**Reading text**
--- --- ---

Contrast was high, with a
value of 8-10, and the 1-µm
resolution requirement of this product application was easily achieved.
With this system, throughput levels of 100 wafers per hour could be
achieved with existing scanning exposure equipment. However, a number
of difficulties with this system soon became apparent as product
application work progressed. While resist adhesion was acceptable on
silicon wafers, poor adhesion was obtained on the silicon nitride
product film. The hexamethyldisilazane (HMDS) adhesion priming
operation, which was effective for conventional development of resists
in aqueous solutions, was ineffective for the hydrophobic solvent used
in this DUV develop process. Thermal oxidation at the nitride surface
to form a silicon oxynitride surface improved resist adhesion
sufficiently to warrant further product development.
Metallic oxide residues were identified in the resist stripping baths
and traced to the photosensitizer materials used in the DUV resist.
These residues were reduced by specifying smaller wafer batches between
bath changes and, ultimately, by replacing the metallic components in
the resist formulation with organic materials.
Attention also focused on control of the post-exposure bake process,
because this parameter became more important for linewidth control than
exposure dose levels in the photolithography tool
(Figure 4). The catalytic chemical amplification reaction
which produced the high resist sensitivity needed for operation at the
low light intensities available in DUV was exponentially dependent on
the bake temperature used to induce the catalysis. As a result,
resist sensitivity also became exponentially dependent on the bake
temperature [7].
Figure 4
Not only was the catalytic amplification process of this resist
dependent on the bake conditions, but it could also be affected by the
presence of contaminants from chemicals in the manufacturing
environment. It was observed that freshly coated wafers, when placed in
a cassette on the photolithography tool and exposed in sequence, often
displayed a continuous shift in linewidth from wafer to wafer across
the cassette. The resist steadily became one to three times less
sensitive as the delay time from application of resist to its exposure
increased. After two to three hours, the resist stabilized at a
lower sensitivity value (Figure 5)
This behavior was caused by the absorption of chemical bases, such as
N-methylpyrolidone (NMP), into the resist at part-per-billion
levels, which interrupted the catalytic image formation process
[8] and
caused a large change in resist sensitivity. Initially,
wafers were deliberately allowed to stand in the manufacturing
environment and absorb the chemical contaminants. The resist
sensitivity became relatively stable and then could be processed with
acceptable linewidth control after the contaminants were absorbed.
Because of variations in the manufacturing environment, however,
significant shifts in resist sensitivity were observed for each
subsequent batch of product wafers. This required "send-ahead"
wafers to control image size for each lot, thereby significantly
reducing throughput from the DUV sector (Figure 6)
Figure 5
Figure 6
While these difficulties rendered the process cumbersome, the
development cycle of the 1Mb DRAM proceeded on schedule, and initial
product demand was supplied. Several million fully functional 1Mb DRAM
chips were produced with DUV (245-nm) technology.

--- --- ---

Continue the passage on the deep-UV resist process, picking up right after its final sentence. The listing that comes next is separate material and has no connection to the passage on the deep-UV resist process.

**Supplied information**

--- --- ---

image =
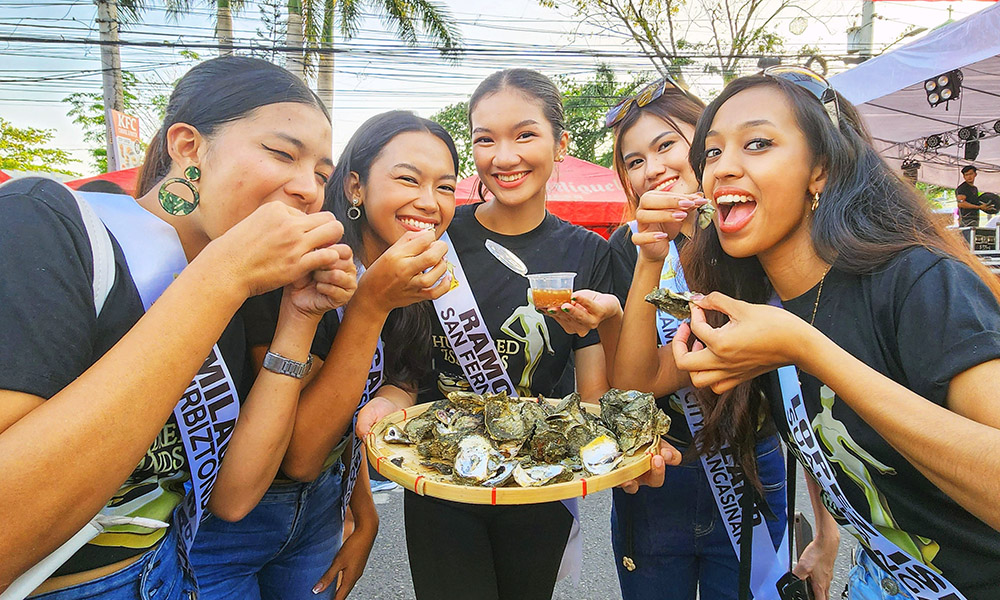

--- --- ---

**The answer**
In the laboratory, the negative-tone resist used on the 1Mb DRAM was
shown to act as a positive-tone material if an appropriate polar
developer was used [4].
In practice, the positive-tone image was
distorted by an insoluble film at the surface of the exposed resist
(Figure 7). After the experience with the
negative-tone resist, it was realized that this inhibition effect was
caused by chemical contamination inadvertently poisoning the resist,
and that a suitable positive-tone image could be formed if the effect
of this contamination process was reduced or eliminated. When the
resist was formulated to provide a higher dissolution rate of unexposed
resist, the surface layer of contaminated resist could be removed in
the development process, and a resist image with an acceptable profile
was obtained.
Figure 7
As work on the 1Mb DRAM production shifted to more advanced G-line
steppers (0.35 NA), the DUV effort was refocused on the 16Mb DRAM and
the development of a positive-tone material which would overcome the
limitations of this first-generation negative-tone DUV resist.
16Mb DRAM: Positive-tone DUV resist, 1987-1992
The experience gained from the 1Mb DRAM DUV development effort was
used as a foundation for 16Mb DUV applications. When the 16Mb work
began in 1987 at 500-nm resolution, conjecture centered on whether
conventional optical lithography with single-layer resist processing
would be attainable at the reduced depth-of-focus margins, or
whether bilayer and top-surface imaging resists would be required
[9].
At this time, I-line steppers were barely achieving the 0.7-µm
resolution requirements of the 4Mb DRAM. A new DUV photolithography
tool with a NA of 0.36 (discussed below in the section on
photolithography tools) was developed which was suitable for 0.5-µm
lithography. This tool was used for the 16Mb DRAM development
program.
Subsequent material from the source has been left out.